Input data:
- - - - - - -

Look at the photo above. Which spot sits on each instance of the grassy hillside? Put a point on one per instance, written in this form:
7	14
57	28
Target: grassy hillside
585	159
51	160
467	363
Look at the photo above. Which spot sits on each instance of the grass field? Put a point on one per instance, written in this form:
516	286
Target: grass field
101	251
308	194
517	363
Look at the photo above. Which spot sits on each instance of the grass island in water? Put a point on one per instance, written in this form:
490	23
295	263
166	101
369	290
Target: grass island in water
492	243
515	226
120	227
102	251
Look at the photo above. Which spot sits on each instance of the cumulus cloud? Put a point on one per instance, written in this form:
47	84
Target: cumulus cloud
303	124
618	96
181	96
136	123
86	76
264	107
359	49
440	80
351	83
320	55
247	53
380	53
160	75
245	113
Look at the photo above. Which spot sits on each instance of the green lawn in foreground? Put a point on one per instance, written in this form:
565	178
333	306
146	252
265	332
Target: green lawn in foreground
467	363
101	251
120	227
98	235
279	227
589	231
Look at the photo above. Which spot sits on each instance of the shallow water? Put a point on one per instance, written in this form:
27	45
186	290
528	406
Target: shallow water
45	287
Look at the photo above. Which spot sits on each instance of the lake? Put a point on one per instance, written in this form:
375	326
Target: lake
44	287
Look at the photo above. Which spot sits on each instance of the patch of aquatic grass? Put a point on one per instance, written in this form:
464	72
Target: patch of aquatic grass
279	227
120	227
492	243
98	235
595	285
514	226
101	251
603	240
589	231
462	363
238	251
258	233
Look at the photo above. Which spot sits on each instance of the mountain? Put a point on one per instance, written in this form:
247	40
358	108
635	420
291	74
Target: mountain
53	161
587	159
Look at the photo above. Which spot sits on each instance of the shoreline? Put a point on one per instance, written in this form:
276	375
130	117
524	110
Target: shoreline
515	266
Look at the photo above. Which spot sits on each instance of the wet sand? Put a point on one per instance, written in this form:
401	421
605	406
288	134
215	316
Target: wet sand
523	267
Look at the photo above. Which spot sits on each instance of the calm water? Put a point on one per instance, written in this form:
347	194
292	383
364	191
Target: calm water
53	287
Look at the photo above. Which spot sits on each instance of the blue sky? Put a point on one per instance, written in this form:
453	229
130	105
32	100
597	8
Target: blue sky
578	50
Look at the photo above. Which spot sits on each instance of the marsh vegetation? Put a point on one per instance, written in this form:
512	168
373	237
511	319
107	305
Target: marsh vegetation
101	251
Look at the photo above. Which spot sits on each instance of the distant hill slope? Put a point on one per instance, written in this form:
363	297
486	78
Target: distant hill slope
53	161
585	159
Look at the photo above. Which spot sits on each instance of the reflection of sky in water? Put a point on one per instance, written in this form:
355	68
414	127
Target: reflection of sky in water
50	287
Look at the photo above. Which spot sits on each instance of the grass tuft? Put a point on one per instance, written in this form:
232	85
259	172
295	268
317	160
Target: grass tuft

- - - - - - -

Exercise prompt: Go over the entries above and say how many lines hold the string "tuft", with no other text.

Solution to this task: 2